• **Problem description**: Can you format the records below as a numbered list, with blank lines dropped and the pictures left out?

• **Recorded information**:
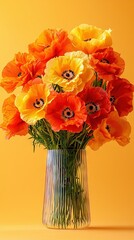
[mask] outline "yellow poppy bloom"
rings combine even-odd
[[[49,84],[58,84],[65,92],[77,94],[93,74],[88,55],[81,51],[68,52],[47,62],[43,80]]]
[[[45,117],[49,90],[45,84],[33,84],[27,91],[22,91],[15,100],[21,119],[30,125]]]
[[[103,30],[88,24],[81,24],[73,28],[70,38],[76,50],[82,50],[87,54],[112,45],[110,29]]]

• **Final result**:
1. [mask] outline "yellow poppy bloom"
2. rings combine even-odd
3. [[[49,84],[58,84],[65,92],[77,94],[93,74],[88,55],[81,51],[68,52],[47,62],[43,80]]]
4. [[[45,117],[49,90],[45,84],[33,84],[27,91],[22,91],[15,100],[21,119],[30,125]]]
5. [[[103,30],[88,24],[81,24],[73,28],[70,38],[76,50],[82,50],[87,54],[112,45],[110,29]]]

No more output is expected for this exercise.